Where the string "burning" occurs in the material below, report the whole line.
==== Data supplied
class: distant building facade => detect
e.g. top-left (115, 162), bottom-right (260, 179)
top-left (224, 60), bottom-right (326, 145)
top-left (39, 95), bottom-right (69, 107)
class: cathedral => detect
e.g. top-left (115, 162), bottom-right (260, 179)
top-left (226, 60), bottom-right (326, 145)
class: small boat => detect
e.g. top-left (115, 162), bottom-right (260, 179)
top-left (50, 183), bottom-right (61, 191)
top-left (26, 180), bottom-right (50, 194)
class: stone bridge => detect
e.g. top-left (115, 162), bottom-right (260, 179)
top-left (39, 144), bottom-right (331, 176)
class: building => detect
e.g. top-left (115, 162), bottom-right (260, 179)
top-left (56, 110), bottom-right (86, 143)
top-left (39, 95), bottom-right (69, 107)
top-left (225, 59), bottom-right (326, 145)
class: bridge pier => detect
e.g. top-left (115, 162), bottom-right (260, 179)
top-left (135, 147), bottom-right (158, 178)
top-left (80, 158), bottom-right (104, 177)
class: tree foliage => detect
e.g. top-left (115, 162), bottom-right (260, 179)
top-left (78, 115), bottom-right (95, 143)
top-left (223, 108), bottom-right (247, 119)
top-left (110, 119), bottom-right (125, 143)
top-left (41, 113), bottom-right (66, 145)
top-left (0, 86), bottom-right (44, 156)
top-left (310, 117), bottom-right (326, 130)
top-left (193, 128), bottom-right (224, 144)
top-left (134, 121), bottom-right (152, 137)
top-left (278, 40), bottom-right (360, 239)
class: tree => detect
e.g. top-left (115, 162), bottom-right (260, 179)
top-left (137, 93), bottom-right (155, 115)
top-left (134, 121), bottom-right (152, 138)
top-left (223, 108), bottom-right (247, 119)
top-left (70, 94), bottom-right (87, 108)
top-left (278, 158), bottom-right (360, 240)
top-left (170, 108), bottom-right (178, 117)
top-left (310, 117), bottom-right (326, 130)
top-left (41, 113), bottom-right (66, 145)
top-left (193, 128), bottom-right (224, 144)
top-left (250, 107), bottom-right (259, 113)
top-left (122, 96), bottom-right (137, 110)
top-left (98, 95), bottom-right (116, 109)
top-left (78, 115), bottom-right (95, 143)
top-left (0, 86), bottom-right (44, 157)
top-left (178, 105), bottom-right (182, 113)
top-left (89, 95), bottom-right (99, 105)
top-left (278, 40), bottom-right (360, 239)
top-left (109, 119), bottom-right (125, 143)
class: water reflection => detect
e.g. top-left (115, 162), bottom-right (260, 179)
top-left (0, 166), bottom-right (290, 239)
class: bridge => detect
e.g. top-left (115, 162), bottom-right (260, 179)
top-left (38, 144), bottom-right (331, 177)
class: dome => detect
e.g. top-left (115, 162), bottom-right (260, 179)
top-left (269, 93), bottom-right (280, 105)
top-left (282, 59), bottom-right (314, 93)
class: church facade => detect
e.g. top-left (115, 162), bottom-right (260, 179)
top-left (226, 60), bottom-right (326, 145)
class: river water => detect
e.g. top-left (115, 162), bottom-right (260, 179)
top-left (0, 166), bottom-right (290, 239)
========
==== Data supplied
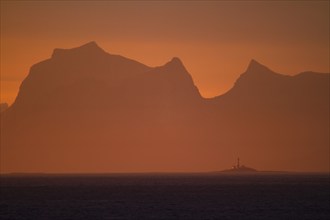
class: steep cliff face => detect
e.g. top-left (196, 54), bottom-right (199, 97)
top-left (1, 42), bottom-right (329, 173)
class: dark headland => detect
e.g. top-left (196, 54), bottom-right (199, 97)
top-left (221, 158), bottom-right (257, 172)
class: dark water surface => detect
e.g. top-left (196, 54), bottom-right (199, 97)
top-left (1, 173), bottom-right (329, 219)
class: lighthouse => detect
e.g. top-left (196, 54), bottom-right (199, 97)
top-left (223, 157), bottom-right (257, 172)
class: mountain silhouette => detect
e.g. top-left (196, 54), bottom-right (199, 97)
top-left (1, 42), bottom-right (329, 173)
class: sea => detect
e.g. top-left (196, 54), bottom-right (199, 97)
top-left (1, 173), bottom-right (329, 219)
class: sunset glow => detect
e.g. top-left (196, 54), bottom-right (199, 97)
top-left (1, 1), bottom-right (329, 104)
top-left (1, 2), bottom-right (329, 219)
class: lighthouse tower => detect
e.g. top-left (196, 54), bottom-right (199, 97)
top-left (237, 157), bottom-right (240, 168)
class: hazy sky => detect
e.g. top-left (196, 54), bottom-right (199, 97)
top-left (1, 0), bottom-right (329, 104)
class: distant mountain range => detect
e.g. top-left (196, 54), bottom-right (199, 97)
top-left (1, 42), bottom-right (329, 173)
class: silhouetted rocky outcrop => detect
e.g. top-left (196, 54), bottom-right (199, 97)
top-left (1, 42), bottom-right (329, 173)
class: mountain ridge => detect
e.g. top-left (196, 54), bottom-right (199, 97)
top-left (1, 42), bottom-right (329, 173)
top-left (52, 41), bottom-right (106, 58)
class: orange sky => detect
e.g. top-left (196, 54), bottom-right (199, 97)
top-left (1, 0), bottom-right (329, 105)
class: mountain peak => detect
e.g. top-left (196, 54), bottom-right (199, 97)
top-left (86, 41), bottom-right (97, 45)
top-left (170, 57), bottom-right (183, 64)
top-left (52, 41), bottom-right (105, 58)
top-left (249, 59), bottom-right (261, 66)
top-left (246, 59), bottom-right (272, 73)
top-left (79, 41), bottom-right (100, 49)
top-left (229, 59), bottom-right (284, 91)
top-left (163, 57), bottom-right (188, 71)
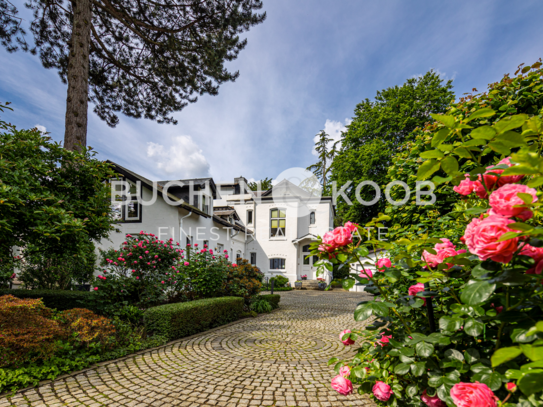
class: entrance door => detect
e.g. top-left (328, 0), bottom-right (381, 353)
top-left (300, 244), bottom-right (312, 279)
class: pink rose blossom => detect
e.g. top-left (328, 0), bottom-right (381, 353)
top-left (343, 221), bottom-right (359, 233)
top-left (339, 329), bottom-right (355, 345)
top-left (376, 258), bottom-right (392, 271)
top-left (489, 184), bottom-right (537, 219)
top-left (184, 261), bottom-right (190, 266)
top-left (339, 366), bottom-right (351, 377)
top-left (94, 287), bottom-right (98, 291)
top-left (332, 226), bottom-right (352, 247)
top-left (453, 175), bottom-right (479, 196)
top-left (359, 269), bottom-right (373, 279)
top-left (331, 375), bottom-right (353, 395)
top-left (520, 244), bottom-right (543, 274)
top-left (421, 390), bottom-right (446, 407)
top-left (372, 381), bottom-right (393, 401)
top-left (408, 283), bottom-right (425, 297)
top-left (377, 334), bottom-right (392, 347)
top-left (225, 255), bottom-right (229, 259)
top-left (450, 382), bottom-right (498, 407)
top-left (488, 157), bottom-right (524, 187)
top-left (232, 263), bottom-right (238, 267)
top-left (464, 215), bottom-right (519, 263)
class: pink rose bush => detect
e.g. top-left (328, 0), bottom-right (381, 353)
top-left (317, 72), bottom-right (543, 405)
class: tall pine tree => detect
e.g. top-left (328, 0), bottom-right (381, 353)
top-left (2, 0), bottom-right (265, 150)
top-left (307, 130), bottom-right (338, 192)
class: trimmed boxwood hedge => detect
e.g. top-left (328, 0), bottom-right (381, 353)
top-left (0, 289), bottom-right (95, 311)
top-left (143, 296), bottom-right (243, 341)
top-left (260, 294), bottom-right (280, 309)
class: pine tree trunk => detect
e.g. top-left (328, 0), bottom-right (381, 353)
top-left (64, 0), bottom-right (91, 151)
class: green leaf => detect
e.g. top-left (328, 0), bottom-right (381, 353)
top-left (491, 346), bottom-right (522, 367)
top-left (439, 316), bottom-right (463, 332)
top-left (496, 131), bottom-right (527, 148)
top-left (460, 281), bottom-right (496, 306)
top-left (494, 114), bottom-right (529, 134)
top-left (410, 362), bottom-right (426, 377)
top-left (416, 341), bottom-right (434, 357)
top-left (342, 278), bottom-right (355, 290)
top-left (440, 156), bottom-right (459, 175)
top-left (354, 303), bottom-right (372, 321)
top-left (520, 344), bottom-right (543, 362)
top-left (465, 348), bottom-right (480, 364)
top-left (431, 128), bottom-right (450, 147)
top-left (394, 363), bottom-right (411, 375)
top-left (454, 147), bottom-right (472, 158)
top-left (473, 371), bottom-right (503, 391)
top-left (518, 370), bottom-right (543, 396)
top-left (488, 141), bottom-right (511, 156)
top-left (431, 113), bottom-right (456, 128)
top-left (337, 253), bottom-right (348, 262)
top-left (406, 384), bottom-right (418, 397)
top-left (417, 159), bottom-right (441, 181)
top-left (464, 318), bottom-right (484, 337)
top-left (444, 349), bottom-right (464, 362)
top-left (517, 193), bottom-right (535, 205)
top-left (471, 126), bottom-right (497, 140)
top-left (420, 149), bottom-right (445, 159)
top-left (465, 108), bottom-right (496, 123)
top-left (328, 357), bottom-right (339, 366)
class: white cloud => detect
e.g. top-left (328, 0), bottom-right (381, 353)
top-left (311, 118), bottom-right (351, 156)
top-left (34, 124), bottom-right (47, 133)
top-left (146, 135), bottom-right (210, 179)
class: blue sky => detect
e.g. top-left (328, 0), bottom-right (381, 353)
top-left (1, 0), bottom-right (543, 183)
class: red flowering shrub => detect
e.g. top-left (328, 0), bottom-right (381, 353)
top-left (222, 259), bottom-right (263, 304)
========
==== Data supplied
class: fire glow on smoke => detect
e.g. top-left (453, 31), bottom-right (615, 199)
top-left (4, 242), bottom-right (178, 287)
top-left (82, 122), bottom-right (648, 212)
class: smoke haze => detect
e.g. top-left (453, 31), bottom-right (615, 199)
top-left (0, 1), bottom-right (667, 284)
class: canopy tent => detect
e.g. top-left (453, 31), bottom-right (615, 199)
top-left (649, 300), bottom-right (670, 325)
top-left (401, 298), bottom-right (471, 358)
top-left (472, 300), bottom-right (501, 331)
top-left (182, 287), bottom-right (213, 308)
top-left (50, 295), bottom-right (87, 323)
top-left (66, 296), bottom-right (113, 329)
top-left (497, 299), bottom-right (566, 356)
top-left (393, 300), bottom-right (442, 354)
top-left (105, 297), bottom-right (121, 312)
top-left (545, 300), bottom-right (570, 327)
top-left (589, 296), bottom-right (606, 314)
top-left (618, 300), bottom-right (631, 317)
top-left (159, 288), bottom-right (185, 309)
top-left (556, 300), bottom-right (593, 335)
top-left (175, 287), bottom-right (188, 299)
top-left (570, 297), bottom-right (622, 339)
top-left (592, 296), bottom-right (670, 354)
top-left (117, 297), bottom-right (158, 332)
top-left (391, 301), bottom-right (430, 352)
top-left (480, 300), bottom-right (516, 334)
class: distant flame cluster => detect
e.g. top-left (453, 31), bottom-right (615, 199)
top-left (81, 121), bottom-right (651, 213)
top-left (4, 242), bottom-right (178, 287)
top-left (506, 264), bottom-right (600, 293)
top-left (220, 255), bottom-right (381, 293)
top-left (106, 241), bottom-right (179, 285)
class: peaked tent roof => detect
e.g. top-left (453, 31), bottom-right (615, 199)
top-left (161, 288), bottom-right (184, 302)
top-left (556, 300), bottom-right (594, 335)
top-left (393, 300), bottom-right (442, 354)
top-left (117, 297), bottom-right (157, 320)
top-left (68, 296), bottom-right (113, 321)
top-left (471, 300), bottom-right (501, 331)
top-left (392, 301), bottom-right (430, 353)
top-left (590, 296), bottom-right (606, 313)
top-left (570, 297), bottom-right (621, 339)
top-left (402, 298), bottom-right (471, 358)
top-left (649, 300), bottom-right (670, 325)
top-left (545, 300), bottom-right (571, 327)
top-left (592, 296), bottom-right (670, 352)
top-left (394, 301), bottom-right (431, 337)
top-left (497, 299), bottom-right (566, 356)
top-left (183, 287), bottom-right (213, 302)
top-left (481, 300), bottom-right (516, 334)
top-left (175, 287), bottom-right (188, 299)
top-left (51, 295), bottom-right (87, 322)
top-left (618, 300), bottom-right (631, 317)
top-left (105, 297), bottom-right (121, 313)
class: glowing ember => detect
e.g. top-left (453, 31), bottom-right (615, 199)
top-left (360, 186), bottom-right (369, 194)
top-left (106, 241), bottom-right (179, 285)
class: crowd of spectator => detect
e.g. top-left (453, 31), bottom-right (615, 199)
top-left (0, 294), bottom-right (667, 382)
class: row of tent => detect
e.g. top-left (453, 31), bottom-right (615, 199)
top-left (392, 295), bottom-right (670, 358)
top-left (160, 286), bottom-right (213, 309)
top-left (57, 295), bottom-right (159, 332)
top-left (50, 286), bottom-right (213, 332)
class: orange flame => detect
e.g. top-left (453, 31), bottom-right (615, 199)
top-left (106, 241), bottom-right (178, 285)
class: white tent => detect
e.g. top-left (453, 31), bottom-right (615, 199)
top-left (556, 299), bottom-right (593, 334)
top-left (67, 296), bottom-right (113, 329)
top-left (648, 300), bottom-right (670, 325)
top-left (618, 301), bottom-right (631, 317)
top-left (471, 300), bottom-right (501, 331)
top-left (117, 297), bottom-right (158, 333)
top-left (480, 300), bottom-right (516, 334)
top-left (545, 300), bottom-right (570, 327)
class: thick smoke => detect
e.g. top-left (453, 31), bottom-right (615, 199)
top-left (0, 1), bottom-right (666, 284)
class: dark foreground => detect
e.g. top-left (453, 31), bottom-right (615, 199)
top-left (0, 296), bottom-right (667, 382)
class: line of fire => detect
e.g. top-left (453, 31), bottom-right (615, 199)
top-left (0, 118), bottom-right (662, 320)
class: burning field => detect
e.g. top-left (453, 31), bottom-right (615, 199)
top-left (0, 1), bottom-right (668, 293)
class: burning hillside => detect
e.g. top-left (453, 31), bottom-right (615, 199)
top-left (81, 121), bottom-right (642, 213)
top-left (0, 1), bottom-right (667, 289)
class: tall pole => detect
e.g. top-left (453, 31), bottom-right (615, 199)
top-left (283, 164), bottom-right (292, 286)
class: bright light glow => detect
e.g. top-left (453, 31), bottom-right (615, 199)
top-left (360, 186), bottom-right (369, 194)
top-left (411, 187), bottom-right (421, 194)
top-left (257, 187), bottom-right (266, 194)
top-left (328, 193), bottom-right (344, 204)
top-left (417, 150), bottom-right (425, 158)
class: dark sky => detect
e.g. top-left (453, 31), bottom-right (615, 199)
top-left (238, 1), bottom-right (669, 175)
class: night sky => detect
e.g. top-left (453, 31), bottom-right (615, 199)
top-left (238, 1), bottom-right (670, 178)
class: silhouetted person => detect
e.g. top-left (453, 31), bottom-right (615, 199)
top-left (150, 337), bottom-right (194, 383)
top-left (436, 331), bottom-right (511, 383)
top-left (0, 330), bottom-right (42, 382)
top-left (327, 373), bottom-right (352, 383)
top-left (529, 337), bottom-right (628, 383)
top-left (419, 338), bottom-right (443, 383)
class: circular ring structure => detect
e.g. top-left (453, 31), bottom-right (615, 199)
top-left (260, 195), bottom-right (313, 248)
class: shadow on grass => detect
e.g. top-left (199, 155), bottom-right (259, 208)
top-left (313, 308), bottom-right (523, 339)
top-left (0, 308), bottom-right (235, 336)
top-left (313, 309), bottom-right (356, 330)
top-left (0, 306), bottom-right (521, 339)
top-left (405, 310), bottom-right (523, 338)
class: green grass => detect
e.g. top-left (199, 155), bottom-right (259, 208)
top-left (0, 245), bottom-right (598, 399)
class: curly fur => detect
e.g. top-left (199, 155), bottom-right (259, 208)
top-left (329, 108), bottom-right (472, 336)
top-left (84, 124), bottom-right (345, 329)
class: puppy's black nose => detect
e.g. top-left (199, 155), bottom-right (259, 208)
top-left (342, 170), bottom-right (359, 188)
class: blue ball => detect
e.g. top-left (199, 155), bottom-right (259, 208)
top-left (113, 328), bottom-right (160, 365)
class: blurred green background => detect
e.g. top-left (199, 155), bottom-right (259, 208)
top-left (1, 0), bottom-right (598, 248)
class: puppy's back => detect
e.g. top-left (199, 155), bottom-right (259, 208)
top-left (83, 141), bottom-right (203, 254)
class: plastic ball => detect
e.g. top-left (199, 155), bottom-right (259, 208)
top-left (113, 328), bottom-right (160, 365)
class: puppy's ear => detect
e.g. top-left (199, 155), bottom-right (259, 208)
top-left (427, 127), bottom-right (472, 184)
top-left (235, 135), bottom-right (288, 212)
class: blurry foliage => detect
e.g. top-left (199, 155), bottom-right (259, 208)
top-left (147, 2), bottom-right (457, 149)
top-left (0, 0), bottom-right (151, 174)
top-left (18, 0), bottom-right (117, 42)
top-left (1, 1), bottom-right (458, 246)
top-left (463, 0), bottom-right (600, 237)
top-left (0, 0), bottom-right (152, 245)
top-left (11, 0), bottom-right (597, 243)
========
### Response area
class: burning field => detect
class: burning hillside => detect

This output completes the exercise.